→ Task prompt
Please answer these questions using the news excerpt on torture in Myanmar's prisons:
(a) What is the full title of the report?
(b) Who is named as Myanmar's most high-profile political prisoner?
(c) Where was McCain held captive?

→ Text extract
(begin)

Myanmar's prisons, it said, had "become institutions whose primary function is to deliberately and systematically shatter the identity of political activists and other civilians deemed threatening by the junta."

US Senator John McCain said the report "demonstrates that torture of political prisoners is a state policy" of Myanmar's junta.

"All Americans, who stand by the Burmese people in their aspirations for freedom, should be outraged," said McCain, a popular and much decorated Vietnam war veteran who himself was held captive and faced torture in a North Vietnamese prison camp.

The report is "yet one more reason" why United Nations Security Council action on Myanmar was "long overdue, he said.

The United States has sought a briefing in the UN Security Council on the "deteriorating situation" in Myanmar, whose most high-profile political prisoner is Aung San Suu Kyi, being held under house arrest.

Hundreds of members of her National League for Democracy party are held in prison and most have been tortured, the AAPP said.

According to the report, political prisoners were severely beaten up, often resulting in loss of consciousness and "sometimes death" and given electric shocks, including on the genitals.

Iron rods were also rubbed on the shins of prisoners "until flesh is ripped off," said the report entitled "The Darkness We See: Torture in Burma's Interrogation Centers and Prisons."

One former political prisoner said in the report that the skin around his wrists was pierced with a wire coiled around the handcuffs before the power generator was turned on.

(end)

→ Data entries
(begin)

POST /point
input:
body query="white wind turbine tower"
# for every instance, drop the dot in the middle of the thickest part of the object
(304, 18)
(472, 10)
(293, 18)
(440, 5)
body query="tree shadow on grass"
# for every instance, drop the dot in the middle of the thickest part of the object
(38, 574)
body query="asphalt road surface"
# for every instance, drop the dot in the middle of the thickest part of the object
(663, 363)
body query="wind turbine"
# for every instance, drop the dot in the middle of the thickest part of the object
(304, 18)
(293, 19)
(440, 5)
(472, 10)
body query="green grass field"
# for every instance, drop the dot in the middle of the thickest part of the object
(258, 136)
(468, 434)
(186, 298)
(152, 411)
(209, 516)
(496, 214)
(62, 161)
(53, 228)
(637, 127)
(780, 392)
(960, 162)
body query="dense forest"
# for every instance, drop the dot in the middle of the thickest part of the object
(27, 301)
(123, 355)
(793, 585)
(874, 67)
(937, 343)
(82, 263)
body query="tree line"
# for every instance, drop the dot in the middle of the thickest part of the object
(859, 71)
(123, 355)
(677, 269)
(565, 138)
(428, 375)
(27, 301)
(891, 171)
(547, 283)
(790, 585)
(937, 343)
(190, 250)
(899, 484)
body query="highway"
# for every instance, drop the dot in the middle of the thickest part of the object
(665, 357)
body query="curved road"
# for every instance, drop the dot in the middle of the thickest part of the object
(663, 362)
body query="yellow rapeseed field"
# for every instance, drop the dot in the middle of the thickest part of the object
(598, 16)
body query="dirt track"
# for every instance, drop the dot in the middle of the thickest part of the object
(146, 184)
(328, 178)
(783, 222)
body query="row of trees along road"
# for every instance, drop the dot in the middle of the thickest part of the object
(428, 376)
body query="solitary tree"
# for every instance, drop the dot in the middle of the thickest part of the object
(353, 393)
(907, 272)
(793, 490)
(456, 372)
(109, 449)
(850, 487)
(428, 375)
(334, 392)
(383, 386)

(end)

→ Output below
(a) "The Darkness We See: Torture in Burma's Interrogation Centers and Prisons."
(b) Aung San Suu Kyi.
(c) In a North Vietnamese prison camp.